- The task:
Only the lines from the one containing "Reviewer note: every instance of the flagpole" through the end of the entries should be repeated, exactly as they appear, first and last included.

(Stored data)
————————
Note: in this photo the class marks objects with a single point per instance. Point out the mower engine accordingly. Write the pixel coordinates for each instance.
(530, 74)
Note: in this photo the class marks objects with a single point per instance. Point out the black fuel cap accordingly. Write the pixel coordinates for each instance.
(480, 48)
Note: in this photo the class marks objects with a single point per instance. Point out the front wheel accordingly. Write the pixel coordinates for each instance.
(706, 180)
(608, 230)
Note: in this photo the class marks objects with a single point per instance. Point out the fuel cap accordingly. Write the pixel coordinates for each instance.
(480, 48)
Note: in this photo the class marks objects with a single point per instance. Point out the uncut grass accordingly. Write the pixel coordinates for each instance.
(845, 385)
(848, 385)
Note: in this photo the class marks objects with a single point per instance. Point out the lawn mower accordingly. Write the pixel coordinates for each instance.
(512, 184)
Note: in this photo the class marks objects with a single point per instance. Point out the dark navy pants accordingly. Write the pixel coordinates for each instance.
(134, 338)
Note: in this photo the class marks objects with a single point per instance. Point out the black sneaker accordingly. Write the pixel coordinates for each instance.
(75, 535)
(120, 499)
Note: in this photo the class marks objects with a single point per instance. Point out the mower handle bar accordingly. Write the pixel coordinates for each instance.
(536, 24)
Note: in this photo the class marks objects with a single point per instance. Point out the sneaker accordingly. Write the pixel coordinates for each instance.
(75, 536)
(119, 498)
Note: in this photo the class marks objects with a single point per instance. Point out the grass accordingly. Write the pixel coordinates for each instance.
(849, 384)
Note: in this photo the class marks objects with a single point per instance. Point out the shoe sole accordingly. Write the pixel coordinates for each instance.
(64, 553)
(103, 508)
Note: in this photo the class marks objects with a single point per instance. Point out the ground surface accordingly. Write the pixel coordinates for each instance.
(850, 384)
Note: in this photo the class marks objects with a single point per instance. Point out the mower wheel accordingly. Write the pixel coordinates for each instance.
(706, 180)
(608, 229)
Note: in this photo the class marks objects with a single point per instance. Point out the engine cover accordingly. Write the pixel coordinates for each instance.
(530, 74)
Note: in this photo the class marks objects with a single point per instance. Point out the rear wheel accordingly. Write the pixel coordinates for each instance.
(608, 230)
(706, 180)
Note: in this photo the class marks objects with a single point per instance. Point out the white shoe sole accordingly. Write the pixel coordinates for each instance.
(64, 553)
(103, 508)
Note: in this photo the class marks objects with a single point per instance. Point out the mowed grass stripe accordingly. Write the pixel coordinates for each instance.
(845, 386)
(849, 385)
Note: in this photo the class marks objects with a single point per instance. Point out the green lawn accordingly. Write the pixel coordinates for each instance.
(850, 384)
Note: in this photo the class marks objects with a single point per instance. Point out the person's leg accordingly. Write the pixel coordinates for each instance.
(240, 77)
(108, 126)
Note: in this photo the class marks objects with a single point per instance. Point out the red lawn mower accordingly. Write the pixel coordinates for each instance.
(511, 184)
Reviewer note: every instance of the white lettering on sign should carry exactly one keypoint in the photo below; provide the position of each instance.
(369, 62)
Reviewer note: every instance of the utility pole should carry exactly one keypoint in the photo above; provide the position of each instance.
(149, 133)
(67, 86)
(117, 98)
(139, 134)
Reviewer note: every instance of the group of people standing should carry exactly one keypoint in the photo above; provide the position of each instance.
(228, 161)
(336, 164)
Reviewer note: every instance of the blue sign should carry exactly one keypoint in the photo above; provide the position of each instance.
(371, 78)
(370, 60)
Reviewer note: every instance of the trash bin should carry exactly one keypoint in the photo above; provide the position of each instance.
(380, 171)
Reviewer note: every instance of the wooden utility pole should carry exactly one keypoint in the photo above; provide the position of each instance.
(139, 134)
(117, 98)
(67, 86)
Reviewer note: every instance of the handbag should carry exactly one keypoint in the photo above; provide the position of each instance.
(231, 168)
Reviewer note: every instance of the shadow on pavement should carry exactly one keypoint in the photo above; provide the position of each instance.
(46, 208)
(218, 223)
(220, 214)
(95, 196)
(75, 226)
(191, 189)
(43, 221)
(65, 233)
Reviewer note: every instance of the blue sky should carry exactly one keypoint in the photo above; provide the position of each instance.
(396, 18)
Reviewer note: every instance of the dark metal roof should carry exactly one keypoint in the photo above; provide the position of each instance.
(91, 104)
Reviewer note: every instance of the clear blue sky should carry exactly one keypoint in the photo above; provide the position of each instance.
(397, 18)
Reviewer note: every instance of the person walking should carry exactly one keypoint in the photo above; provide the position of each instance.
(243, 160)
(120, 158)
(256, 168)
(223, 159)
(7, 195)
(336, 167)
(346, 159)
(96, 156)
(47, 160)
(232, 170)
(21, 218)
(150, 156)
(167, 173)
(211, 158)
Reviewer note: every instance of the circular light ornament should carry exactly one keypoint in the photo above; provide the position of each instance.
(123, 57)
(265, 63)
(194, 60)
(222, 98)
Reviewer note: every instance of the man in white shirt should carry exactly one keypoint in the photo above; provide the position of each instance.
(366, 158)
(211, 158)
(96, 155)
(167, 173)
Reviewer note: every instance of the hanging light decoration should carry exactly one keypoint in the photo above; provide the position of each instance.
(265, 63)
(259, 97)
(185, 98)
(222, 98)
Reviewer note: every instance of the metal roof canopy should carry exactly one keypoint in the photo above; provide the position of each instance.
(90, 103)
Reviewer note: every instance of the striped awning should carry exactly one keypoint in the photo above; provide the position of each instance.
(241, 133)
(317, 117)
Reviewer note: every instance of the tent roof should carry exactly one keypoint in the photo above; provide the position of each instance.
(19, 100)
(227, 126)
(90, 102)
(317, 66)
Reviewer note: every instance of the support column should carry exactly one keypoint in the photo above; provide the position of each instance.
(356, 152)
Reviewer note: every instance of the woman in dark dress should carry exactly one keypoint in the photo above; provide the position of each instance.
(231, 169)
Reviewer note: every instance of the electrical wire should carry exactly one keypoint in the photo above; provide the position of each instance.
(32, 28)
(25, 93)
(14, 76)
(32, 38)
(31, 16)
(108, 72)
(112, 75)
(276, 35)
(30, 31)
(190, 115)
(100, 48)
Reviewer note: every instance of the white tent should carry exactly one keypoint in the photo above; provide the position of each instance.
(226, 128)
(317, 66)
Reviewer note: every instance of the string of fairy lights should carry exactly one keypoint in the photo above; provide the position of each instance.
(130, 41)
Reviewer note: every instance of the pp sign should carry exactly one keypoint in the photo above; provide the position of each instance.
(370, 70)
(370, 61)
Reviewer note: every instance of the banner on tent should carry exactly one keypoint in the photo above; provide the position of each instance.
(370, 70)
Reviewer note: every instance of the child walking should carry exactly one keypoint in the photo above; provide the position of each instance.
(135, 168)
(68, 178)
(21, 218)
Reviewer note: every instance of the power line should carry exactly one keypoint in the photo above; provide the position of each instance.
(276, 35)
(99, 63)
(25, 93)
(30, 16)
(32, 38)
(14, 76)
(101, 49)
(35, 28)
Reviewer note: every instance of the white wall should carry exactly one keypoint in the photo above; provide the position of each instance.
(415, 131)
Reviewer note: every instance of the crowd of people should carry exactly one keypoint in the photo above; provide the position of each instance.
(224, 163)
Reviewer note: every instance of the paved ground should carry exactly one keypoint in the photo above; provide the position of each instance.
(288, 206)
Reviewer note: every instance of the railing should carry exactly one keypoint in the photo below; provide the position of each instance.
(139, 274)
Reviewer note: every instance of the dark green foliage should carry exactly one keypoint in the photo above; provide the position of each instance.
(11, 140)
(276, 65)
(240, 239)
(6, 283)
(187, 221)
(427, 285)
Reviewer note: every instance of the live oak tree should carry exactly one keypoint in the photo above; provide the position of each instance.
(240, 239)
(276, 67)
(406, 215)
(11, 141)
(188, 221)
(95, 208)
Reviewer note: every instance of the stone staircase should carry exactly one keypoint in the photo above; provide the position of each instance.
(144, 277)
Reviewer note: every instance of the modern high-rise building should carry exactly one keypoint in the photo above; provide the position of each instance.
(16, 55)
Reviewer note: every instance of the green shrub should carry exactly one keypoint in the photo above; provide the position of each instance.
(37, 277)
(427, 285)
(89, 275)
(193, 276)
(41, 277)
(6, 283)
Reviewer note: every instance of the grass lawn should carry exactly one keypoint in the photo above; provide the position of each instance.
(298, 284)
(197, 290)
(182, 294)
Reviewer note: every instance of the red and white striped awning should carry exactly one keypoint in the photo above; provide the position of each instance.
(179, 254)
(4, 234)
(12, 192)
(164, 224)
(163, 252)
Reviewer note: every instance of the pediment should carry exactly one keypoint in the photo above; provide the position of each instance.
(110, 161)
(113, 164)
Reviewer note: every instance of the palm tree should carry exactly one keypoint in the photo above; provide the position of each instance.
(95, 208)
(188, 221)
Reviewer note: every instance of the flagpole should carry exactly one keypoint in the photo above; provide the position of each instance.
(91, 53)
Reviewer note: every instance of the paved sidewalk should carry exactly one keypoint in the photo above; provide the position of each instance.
————————
- Exercise answer:
Reviewer note: every instance of the flagpole should carry exactly one keypoint in the photo above; provide the position of each instance.
(91, 53)
Reviewer note: every instance of the paved sidewalk should carry exactly one keypoint in the photo above; provide the position of each instance.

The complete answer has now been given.